Every record is to be returned as written, with no omissions.

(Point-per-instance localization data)
··········

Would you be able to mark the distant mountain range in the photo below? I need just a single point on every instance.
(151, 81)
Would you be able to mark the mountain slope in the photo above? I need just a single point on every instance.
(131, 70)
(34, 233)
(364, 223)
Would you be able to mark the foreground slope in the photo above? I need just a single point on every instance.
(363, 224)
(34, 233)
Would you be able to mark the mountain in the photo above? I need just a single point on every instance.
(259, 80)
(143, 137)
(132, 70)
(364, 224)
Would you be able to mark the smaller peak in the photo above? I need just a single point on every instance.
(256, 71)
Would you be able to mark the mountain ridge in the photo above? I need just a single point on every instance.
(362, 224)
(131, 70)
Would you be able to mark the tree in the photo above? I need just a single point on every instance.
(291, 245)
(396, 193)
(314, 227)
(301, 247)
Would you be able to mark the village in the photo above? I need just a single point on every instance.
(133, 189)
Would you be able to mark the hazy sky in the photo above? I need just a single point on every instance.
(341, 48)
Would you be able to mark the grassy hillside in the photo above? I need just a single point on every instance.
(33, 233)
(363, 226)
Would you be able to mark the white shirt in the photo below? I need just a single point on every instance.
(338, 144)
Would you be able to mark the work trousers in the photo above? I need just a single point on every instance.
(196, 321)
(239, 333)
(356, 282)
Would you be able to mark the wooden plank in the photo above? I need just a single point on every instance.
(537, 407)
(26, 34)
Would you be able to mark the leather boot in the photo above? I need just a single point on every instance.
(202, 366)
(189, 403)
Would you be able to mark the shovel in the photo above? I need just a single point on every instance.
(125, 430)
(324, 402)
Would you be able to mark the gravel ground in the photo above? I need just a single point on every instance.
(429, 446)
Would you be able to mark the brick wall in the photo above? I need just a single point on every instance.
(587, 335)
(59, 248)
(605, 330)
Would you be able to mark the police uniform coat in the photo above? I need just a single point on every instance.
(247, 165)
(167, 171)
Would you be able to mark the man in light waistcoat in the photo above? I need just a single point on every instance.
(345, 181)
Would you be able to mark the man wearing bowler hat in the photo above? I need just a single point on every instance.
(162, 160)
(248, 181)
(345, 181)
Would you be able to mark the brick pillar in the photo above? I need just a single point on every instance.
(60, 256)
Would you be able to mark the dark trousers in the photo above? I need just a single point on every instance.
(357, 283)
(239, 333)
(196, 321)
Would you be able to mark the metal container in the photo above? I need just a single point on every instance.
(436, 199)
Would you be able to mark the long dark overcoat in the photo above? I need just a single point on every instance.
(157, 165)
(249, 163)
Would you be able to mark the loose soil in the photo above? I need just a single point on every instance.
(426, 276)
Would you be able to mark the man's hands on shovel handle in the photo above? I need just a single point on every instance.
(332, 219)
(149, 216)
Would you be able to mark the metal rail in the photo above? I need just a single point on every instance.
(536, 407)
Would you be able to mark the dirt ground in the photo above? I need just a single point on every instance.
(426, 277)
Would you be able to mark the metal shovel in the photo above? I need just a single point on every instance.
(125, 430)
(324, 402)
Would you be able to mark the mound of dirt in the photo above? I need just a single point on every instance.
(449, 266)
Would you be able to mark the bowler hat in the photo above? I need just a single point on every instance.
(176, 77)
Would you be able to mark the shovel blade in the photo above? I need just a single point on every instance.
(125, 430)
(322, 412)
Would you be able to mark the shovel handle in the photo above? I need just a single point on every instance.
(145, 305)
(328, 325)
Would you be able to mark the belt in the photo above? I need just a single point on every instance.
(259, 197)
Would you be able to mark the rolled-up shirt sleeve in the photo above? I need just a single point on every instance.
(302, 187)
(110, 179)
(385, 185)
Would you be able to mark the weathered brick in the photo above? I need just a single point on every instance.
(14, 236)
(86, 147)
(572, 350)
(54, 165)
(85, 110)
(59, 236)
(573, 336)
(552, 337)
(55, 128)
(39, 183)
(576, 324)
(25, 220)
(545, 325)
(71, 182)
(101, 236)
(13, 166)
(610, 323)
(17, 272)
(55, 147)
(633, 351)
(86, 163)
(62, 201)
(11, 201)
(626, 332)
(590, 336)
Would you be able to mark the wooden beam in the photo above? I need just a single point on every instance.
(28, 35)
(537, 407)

··········

:: Solution to the problem ::
Would you be able to mark the distant mountain range in the photo below? I need just a single point on every instance.
(151, 81)
Would you be able to mark the mountain slope in the photo above? I need just a single point on every instance.
(131, 70)
(34, 233)
(364, 223)
Would you be able to mark the foreground slope in the photo above? I need just a single point on every instance.
(363, 224)
(34, 233)
Would you be able to mark the mountain in the photo above? I need just a single point on every instance.
(259, 80)
(143, 137)
(132, 70)
(364, 224)
Would you be able to mark the smaller peak in the photo above? I need just a single point on every instance.
(256, 71)
Would you be able to mark the mountain ridge in the photo above? I need just a single point on every instance.
(362, 224)
(131, 70)
Would you be able to mark the tree in the photo above? I need just a single point on every instance.
(291, 245)
(396, 193)
(314, 227)
(301, 247)
Would you be able to mark the village in the photo above? I need just a single point on every instance.
(133, 189)
Would you be able to mark the hazy sky in the photo above? I need just a single point on every instance.
(341, 48)
Would you be able to mark the grassy hillside in the photo above? I need just a single point on every instance.
(33, 233)
(363, 226)
Would you be able to mark the white shirt in the photo below? I need just a single point on every instance.
(338, 144)
Would you be able to mark the work trousers in the photo above? I need just a single point on every instance.
(196, 321)
(239, 333)
(356, 282)
Would you be able to mark the wooden plank in the photo above? I need just a single point on every instance.
(537, 407)
(26, 34)
Would you be able to mark the leather boot in the photo above? I need just a single point on every instance.
(202, 366)
(189, 403)
Would you be able to mark the shovel in the photo above? I need just a single point on every instance.
(125, 430)
(324, 402)
Would you be able to mark the gravel ground in the photo above? I need just a single point on every instance.
(429, 446)
Would you be able to mark the brick wall in the photo above? I need just a single point on every instance.
(587, 335)
(59, 248)
(605, 330)
Would you be able to mark the police uniform coat in the photo above? I need just a single point on every instance.
(247, 165)
(167, 171)
Would you be able to mark the man in light waistcoat in the photo above? I need just a single point on every instance.
(345, 181)
Would you be able to mark the man wearing bowler hat in the photo above? I need just a single point on every instance.
(162, 160)
(248, 181)
(345, 181)
Would you be able to mark the brick pillar in the photo above? I need just a single point on every instance.
(60, 256)
Would you be able to mark the dark trousers in the photo above? I need just a single point on every instance.
(357, 283)
(239, 333)
(196, 321)
Would you be able to mark the metal container in the photo above? I need just a single point on every instance.
(436, 199)
Would you be able to mark the long dark overcoat in the photo above? I need just a single point on every instance.
(157, 165)
(249, 163)
Would you be able to mark the loose soil in the photo above? I need just a single point on every instance.
(426, 276)
Would you be able to mark the man's hands on shovel handle in the photo above? I need just a single point on every instance.
(332, 219)
(149, 216)
Would you be able to mark the metal rail in the photo above? I need just a single point on every instance.
(536, 407)
Would you be able to mark the dirt ground in the photo above? I need just a single point on every instance.
(426, 277)
Would you be able to mark the metal shovel in the photo above? I need just a single point on every instance.
(125, 430)
(324, 402)
Would you be able to mark the mound of dirt in the photo above? I need just a single point on every instance.
(449, 266)
Would you be able to mark the bowler hat in the photo above? I need just a single point on every instance.
(176, 77)
Would you be able to mark the shovel blade in the photo above? I need just a single point on every instance.
(125, 430)
(322, 412)
Would you be able to mark the shovel handle in the photo above? I need just a single point on every instance.
(145, 305)
(328, 325)
Would you be able to mark the belt in the photo above? I need just a single point on every instance.
(259, 197)
Would you be able to mark the rolled-up shirt sleeve in the photo above? I need just a single point on every instance.
(302, 187)
(110, 179)
(385, 185)
Would you be able to mark the weathered brick in the photo above? I need just a single point on every instance.
(14, 236)
(86, 147)
(572, 350)
(54, 165)
(85, 110)
(59, 236)
(573, 336)
(552, 337)
(55, 128)
(39, 183)
(576, 324)
(25, 220)
(545, 325)
(71, 182)
(101, 236)
(13, 166)
(610, 323)
(17, 272)
(55, 147)
(633, 351)
(86, 163)
(62, 201)
(11, 201)
(626, 332)
(590, 336)
Would you be able to mark the wooden beam in the photo above? I need just a single point on every instance.
(28, 35)
(537, 407)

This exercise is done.